= Exercise =
In the records below, please retype word for word every line from the one containing "Can you find the black car" through the final one, both included, and nothing else.

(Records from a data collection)
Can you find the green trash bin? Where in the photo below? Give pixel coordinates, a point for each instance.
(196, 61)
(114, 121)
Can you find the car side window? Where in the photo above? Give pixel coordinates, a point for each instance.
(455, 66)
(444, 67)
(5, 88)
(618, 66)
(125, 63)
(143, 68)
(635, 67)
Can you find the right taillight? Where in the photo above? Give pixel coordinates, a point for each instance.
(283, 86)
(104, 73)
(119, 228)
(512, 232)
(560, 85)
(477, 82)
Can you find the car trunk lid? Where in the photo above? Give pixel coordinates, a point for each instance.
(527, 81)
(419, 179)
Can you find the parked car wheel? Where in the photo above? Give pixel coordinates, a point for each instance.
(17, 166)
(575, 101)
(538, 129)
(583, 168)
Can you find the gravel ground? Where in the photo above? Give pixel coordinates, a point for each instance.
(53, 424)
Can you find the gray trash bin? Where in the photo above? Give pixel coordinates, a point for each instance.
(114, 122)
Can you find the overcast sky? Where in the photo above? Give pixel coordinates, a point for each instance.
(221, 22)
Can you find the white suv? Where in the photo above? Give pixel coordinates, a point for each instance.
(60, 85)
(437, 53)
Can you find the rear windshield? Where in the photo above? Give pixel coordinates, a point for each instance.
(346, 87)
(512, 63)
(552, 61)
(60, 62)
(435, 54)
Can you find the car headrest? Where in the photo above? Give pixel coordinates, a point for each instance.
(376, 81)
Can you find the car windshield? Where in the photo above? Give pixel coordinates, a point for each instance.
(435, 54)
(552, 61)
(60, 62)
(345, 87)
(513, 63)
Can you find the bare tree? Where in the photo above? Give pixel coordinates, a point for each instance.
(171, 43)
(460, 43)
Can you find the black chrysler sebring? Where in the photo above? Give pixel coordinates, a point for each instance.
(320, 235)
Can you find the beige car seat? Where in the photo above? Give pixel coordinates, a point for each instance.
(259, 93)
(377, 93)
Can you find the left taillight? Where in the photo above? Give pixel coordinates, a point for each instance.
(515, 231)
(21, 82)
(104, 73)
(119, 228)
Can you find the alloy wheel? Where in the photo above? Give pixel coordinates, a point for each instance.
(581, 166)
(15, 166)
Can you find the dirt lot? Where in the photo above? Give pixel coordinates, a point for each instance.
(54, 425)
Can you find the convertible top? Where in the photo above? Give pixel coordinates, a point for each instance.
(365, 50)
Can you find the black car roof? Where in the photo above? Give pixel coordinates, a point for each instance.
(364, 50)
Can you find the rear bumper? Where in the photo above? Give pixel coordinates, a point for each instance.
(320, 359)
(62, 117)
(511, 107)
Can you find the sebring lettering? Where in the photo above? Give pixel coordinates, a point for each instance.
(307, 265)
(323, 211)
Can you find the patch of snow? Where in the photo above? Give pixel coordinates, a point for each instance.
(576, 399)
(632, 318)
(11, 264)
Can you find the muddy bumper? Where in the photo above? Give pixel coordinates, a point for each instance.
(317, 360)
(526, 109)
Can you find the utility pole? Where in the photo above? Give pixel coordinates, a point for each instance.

= Solution =
Can you find the black car roof? Where in the photo above? Give pixel coordinates, a point for each instance.
(364, 50)
Can you find the rear bumper? Where in the photo above? Give pixel coordinates, a point for each instance.
(320, 359)
(62, 117)
(511, 107)
Can you find the sebring lettering? Where in the photo above? Give pixel coordinates, a point for each instance.
(307, 265)
(323, 211)
Can you find the patch of snow? Where in the photo above? Give pixel coordinates, a point for each instance.
(576, 399)
(632, 318)
(11, 264)
Can you find the muddy bumper? Where in the photo above? Give pixel coordinates, a point for each instance.
(317, 360)
(526, 109)
Can you find the utility pole? Where in the photo above? Give pixel coordinates, a point for each instance.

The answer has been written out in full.